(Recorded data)
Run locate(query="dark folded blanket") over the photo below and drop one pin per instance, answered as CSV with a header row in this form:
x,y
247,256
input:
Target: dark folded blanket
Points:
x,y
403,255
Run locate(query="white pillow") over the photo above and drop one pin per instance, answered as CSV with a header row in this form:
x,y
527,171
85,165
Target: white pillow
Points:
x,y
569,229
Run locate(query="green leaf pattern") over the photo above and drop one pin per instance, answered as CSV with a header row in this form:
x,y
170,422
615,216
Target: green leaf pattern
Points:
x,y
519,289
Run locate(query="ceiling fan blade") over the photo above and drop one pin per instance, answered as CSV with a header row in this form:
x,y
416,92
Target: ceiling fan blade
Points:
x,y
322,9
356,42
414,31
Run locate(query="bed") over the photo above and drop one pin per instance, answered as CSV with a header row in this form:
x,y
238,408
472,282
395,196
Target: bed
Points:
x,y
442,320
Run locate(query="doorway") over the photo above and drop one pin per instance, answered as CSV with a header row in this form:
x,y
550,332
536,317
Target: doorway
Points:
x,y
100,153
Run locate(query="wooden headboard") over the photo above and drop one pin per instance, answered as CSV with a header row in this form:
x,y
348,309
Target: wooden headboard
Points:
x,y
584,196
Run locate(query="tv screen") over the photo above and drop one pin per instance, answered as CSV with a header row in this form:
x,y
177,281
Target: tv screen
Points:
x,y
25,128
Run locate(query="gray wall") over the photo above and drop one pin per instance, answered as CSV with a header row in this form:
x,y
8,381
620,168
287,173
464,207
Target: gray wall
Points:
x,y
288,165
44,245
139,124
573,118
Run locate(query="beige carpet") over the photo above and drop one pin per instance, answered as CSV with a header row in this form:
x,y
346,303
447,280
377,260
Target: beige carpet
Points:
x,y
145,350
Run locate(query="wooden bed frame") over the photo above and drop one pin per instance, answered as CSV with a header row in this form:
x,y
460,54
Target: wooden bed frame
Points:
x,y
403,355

**Problem statement**
Your answer should be an exact transcription of the data above.

**Solved exercise**
Run locate(query="dark folded blanket") over the photo below and drop one pin per instance, answered as CSV with a header row in this form:
x,y
247,256
input:
Target: dark folded blanket
Points:
x,y
403,255
Run locate(query="white pillow") over the photo above and drop one pin per instance, answered as CSV with a header row in this form:
x,y
527,171
85,165
Target: white pillow
Points:
x,y
569,229
Run locate(query="green leaf pattern") over the photo above and drop one pin per instance, answered as CSV with a header row in this form:
x,y
170,422
615,216
Target: green leaf pattern
Points:
x,y
519,289
Run locate(query="ceiling fan blade") over the photo above and drop one pin per instance, answered as CSV with a header row in this form:
x,y
416,92
Target: ceiling fan blade
Points:
x,y
322,9
356,42
414,31
Run locate(query="bed") over the photo above and drop one pin per instance, answered as CSV with a header row in this form:
x,y
238,408
472,282
395,196
Target: bed
Points:
x,y
442,320
Run locate(query="doorway") over the photo above and drop one pin per instance, answered as CSV with a header row in this form:
x,y
550,332
536,317
Target: doorway
Points:
x,y
100,153
Run locate(query="wooden headboard") over the photo above and drop one pin per instance, answered as CSV with a header row in this form:
x,y
348,309
Target: wooden headboard
Points:
x,y
584,196
Run locate(query="tv screen") over the photo above and drop one pin per instance, answered as CSV with a header row in this form:
x,y
177,281
Target: tv screen
Points:
x,y
25,128
Run locate(query="gray wall") over the photo above and drop one pin per instance, answered as CSV with a header row in this form:
x,y
8,381
620,168
287,173
464,207
Target: gray wall
Points:
x,y
288,165
44,245
139,124
573,118
Run locate(query="beige carpet") over the photo above and drop one pin per instance, answered as CSV with a header row in this form:
x,y
346,303
447,280
377,260
Target: beige carpet
Points:
x,y
145,350
Run locate(query="wooden bed frame") over the photo above and drop one pin per instance, answered as CSV with a header row in this form:
x,y
460,54
Target: wooden bed frame
Points:
x,y
403,355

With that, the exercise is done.